**WHAT TO PRODUCE**
Use the entries below and reproduce exactly the lines from the one containing "Category: fish dorsal fin" down to the one containing "Category: fish eye", both of them included.

····················

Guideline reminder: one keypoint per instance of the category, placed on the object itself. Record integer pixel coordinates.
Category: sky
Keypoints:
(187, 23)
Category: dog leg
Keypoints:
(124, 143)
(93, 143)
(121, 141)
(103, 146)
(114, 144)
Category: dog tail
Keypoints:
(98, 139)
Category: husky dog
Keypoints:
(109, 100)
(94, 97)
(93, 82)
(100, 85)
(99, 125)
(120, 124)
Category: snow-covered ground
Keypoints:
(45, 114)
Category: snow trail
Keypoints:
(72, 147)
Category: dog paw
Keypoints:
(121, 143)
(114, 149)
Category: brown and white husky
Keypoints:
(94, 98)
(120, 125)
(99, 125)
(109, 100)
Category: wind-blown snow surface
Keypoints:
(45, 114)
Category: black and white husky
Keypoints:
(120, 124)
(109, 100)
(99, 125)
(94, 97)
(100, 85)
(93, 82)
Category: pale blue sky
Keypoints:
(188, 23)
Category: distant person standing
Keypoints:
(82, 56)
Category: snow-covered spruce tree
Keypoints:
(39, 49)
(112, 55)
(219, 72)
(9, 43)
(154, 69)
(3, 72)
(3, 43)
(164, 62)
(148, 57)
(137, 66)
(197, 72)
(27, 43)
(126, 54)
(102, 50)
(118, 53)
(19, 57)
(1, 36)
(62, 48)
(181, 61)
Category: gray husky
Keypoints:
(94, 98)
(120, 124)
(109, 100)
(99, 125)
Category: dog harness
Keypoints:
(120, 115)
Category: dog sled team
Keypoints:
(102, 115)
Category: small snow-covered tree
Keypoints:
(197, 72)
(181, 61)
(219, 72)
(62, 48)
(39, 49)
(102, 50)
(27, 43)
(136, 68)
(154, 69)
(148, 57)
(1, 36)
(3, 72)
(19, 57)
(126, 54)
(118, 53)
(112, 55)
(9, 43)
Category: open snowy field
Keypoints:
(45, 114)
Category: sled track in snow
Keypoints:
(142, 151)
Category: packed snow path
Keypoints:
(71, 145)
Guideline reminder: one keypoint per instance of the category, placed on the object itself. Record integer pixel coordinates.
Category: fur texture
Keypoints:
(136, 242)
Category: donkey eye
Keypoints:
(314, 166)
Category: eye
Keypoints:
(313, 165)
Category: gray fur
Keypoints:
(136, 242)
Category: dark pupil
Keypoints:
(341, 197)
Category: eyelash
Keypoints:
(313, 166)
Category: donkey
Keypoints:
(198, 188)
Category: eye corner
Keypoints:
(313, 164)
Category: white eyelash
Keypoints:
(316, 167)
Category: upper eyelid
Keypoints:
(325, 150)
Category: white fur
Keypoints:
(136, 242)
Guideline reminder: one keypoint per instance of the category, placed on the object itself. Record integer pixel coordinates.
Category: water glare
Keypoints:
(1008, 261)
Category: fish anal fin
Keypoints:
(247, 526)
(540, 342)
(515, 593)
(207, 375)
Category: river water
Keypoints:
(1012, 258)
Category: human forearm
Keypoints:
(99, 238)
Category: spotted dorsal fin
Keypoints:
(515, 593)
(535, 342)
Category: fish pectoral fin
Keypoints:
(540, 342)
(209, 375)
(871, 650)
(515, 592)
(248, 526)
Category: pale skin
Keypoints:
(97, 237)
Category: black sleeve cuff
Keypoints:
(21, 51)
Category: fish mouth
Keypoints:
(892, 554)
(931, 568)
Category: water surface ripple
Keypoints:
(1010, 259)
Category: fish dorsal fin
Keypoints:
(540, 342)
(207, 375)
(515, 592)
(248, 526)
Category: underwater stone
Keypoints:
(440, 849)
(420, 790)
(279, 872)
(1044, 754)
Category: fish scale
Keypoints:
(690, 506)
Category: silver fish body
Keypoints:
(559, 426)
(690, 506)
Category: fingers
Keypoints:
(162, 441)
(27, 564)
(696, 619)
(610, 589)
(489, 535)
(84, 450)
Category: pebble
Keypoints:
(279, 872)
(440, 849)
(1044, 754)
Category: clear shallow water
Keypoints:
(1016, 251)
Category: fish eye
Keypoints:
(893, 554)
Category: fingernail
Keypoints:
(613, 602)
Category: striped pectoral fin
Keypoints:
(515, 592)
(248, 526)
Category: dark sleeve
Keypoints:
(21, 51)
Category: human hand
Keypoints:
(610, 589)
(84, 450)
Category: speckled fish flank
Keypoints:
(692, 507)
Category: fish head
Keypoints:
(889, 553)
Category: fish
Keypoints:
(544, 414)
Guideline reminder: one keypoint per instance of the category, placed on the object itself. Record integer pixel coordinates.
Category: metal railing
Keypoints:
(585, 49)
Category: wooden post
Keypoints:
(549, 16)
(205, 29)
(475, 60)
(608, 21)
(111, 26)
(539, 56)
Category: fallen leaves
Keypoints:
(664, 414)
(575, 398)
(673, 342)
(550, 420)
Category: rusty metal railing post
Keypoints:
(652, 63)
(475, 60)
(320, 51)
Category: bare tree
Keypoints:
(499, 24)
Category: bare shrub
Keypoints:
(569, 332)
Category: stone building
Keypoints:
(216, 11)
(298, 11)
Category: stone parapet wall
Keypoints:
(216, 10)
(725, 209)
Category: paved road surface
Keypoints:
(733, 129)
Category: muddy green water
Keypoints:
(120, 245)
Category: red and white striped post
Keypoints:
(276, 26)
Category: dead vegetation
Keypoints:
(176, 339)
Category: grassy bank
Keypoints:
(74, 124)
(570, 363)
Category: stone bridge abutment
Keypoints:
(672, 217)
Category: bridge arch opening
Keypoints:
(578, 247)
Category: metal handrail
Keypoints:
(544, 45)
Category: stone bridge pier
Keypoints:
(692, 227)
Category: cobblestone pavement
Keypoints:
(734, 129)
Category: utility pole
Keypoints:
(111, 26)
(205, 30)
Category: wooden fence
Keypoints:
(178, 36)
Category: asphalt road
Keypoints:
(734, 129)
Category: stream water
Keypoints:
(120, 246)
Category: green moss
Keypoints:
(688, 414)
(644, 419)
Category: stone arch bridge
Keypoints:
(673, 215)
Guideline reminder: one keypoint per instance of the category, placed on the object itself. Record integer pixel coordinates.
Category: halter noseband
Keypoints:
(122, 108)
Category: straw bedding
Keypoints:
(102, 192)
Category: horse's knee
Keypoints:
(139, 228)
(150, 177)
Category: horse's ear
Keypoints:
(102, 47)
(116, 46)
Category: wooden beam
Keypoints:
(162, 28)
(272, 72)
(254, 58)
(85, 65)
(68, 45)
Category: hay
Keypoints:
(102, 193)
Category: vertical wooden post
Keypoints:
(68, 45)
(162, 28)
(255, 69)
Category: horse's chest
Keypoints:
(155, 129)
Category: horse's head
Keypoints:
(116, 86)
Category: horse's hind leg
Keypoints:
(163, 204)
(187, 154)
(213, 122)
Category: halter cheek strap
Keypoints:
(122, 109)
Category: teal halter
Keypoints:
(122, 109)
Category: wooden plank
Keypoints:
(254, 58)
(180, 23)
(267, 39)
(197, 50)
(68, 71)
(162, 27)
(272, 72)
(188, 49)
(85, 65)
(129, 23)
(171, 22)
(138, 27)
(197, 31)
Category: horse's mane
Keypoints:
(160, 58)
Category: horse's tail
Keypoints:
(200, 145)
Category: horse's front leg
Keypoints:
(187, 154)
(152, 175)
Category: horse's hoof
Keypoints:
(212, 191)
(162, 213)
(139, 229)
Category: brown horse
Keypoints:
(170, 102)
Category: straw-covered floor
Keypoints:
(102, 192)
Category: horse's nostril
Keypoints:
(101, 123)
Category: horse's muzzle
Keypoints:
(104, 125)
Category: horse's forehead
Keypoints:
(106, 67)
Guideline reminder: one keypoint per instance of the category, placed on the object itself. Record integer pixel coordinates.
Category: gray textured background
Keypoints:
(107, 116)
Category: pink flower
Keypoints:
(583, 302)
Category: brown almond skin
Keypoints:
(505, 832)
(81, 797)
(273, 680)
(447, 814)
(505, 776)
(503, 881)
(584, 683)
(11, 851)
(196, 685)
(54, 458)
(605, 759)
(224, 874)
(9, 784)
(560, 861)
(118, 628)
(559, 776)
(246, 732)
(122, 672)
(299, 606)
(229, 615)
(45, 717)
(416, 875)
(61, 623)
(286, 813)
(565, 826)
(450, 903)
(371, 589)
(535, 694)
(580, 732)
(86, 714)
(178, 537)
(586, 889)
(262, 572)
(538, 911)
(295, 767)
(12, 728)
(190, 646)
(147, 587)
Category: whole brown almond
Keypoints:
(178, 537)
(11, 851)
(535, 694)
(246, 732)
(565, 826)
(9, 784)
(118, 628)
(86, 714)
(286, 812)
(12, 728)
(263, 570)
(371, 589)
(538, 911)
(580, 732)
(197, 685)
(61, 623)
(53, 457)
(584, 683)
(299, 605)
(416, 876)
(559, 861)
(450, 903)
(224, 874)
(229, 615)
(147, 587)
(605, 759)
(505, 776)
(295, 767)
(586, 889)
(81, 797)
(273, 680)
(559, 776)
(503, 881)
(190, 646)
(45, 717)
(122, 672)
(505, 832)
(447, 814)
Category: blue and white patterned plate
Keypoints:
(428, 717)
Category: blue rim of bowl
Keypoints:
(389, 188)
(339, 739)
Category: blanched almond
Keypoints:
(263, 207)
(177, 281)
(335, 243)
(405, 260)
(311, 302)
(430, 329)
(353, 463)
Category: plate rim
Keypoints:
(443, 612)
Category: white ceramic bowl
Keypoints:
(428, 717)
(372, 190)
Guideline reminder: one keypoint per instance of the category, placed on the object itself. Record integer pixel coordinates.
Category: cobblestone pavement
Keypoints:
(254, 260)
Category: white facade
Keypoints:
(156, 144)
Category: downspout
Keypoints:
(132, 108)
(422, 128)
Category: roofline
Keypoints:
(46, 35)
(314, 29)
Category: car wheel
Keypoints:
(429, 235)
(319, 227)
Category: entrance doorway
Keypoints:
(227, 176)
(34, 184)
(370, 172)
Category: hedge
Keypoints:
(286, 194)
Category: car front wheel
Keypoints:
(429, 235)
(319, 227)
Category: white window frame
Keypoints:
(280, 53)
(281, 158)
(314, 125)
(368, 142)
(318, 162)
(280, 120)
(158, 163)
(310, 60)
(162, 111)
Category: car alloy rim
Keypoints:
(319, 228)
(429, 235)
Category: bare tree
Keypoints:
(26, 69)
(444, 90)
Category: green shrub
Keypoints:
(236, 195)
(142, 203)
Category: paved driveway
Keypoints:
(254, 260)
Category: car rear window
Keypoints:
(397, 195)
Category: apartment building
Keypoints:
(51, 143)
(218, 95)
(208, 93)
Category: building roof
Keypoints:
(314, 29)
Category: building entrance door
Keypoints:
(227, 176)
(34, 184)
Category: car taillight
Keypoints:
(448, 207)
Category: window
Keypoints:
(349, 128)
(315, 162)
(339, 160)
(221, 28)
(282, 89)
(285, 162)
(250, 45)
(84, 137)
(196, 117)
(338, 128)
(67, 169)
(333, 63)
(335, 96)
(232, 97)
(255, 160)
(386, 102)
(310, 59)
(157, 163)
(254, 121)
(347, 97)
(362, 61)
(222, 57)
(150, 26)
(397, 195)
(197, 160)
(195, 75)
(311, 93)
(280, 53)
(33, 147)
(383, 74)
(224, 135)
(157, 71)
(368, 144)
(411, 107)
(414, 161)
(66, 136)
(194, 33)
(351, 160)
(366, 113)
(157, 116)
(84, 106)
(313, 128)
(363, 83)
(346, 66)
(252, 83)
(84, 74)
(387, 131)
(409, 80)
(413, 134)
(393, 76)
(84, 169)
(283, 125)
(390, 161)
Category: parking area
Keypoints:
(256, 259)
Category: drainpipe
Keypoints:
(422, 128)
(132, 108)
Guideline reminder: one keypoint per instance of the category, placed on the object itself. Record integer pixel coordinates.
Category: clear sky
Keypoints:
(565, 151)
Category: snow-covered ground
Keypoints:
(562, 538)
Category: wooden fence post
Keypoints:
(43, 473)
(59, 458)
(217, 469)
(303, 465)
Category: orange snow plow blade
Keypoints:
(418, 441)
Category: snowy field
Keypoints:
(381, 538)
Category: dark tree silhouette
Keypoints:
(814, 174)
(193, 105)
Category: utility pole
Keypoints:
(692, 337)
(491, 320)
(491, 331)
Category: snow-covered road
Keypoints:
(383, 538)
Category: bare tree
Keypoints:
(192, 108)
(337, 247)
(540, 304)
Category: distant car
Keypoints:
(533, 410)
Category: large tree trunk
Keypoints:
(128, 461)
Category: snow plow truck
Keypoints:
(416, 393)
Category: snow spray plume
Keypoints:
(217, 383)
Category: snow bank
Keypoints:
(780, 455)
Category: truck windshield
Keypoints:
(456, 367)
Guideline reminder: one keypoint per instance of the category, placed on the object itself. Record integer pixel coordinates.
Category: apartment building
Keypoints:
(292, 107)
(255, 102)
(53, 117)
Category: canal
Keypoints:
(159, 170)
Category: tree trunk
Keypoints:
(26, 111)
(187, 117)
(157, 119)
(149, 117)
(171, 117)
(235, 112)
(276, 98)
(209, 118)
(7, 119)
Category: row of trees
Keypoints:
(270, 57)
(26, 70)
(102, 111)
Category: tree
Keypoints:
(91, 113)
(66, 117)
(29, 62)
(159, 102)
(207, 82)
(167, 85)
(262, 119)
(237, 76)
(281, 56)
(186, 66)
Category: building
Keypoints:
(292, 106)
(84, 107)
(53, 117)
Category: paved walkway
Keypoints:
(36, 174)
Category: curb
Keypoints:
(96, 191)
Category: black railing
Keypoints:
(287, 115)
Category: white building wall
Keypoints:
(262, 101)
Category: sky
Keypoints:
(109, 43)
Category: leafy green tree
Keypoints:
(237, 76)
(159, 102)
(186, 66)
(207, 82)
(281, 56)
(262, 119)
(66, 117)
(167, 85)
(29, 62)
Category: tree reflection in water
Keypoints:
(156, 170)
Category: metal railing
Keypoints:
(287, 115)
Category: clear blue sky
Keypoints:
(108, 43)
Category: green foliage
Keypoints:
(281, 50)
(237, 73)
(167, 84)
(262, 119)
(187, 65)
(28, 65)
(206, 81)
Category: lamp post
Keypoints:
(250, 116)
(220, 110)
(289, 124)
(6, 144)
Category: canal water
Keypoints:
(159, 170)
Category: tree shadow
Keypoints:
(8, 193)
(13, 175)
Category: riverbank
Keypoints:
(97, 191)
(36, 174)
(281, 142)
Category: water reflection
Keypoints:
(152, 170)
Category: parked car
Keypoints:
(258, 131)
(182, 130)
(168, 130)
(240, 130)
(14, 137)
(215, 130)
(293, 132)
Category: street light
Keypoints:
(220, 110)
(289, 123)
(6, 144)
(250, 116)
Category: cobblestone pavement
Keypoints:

····················

**TASK RESPONSE**
Category: fish dorsal fin
Keypoints:
(540, 342)
(207, 375)
(515, 592)
(248, 526)
Category: underwater stone
Keypoints:
(440, 849)
(420, 790)
(279, 872)
(1044, 754)
Category: fish scale
Keypoints:
(690, 506)
Category: silver fish body
Keypoints:
(559, 426)
(690, 506)
Category: fingers
Keypoints:
(162, 441)
(27, 564)
(696, 619)
(610, 589)
(489, 535)
(84, 450)
Category: pebble
Keypoints:
(279, 872)
(440, 849)
(1044, 754)
Category: clear shallow water
Keypoints:
(1016, 251)
Category: fish eye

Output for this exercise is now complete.